--- Begin EXTRACTED ENTRIES ---

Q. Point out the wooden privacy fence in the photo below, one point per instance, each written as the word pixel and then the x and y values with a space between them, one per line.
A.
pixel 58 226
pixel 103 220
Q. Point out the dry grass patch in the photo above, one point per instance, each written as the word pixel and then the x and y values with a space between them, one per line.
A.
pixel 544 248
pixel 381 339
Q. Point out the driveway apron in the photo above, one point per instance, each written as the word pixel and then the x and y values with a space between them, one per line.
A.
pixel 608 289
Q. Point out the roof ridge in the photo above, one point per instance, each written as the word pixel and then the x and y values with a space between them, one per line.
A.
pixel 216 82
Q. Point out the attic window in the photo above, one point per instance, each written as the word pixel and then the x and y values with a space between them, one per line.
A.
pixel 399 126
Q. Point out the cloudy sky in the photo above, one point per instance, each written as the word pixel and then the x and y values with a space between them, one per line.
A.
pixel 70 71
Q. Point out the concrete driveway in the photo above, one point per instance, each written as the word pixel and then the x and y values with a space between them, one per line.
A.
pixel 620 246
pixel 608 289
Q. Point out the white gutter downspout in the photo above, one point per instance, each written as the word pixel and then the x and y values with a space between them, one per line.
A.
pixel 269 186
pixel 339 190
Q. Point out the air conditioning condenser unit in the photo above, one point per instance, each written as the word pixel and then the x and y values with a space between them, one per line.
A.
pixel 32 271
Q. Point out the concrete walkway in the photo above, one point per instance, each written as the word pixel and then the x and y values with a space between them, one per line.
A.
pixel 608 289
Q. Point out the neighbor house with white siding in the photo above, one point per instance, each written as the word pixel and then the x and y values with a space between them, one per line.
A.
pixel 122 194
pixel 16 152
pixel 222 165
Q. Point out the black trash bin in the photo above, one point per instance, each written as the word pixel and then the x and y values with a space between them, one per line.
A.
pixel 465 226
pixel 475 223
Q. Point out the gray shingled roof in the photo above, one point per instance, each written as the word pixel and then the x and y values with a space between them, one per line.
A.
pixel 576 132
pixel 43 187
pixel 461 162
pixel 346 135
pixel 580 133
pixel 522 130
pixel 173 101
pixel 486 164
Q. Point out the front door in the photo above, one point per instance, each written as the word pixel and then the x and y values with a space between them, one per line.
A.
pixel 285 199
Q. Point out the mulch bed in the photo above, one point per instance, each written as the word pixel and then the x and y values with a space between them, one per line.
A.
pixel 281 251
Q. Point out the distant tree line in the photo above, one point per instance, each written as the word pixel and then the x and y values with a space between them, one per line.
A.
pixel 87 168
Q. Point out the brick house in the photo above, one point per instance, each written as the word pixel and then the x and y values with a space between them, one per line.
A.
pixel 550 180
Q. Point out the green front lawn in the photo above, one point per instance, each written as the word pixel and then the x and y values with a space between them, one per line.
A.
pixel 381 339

--- End EXTRACTED ENTRIES ---

» **AIM**
Update the records above by replacing every "Point out" with "Mark" and leaving everything else unchanged.

» **FULL ANSWER**
Q. Mark the wooden privacy fence in the photo below, one point per instance, each written as the word pixel and then the x and y values with a space between them, one per line.
A.
pixel 58 226
pixel 103 220
Q. Mark the dry grass patch in the photo above, one point per instance, each written as the word pixel and then the x and y values with a space between them, one per line.
A.
pixel 544 248
pixel 381 339
Q. Mark the driveway apron in the photo above, one point per instance, each written as the word pixel and then the x and y values with a space between them, one per line.
A.
pixel 608 289
Q. Mark the roof ridge in the photo above, one point per instance, each written as the word pixel and then the x and y values with a space between them, one per line.
A.
pixel 216 82
Q. Mark the attic window in the photo above, one point per instance, each written as the word pixel and then the x and y values with a space between them, one per line.
A.
pixel 399 126
Q. Mark the cloudy sky in the photo above, one point per instance, each written as the word pixel and then the x and y values with a space between them, one per line.
A.
pixel 70 71
Q. Mark the concrete driveway in the photo above, one point per instance, each written as the word pixel and then the x and y values with a space between them, one per line.
A.
pixel 620 246
pixel 608 289
Q. Mark the white gutter downspout in the photo above, one point per instance, each written as the word pixel and then the x and y values with a space between them, one per line.
A.
pixel 269 186
pixel 339 190
Q. Mark the air conditioning condenser unit in the photo above, one point per instance, each written as the word pixel and then the x and y values with a space between them, one per line.
A.
pixel 32 271
Q. Mark the concrete walkway in the photo above, one point per instance, each written as the word pixel and then the x and y values with a space between them, one per line.
A.
pixel 608 289
Q. Mark the neighbor house with white siding in the photo above, one point per instance, each written as the word pixel and then the x and y values with a space between them, one per line.
A.
pixel 122 194
pixel 16 152
pixel 222 165
Q. Mark the black trash bin in the photo above, one point per instance, each written as the word pixel and then the x and y values with a space between them, one per line.
A.
pixel 465 226
pixel 475 223
Q. Mark the gray shingled roof in the photo above, one point per instance, each written as the word pixel and then the x and y values with a space between them, one per line.
A.
pixel 576 132
pixel 43 187
pixel 461 162
pixel 346 135
pixel 580 133
pixel 522 130
pixel 173 101
pixel 486 164
Q. Mark the front door in the photo above, one point per instance, each written as the word pixel and then the x and y values with a space between them, one per line.
A.
pixel 285 199
Q. Mark the mulch bed in the photo above, one point per instance, each written as the word pixel and then the x and y values with a space between them, one per line.
A.
pixel 281 251
Q. Mark the distant tree line in the photo above, one point per instance, each written as the word pixel and then the x and y values with a space between them, one per line.
A.
pixel 87 168
Q. Mark the brick house in the photo above, one point per instance, each written as the word pixel and then the x and y values with a space between them, one per line.
A.
pixel 550 180
Q. Mark the green front lawn in the photo above, one point per instance, each written as the word pixel and then the x and y values with a space between them, one per line.
A.
pixel 381 339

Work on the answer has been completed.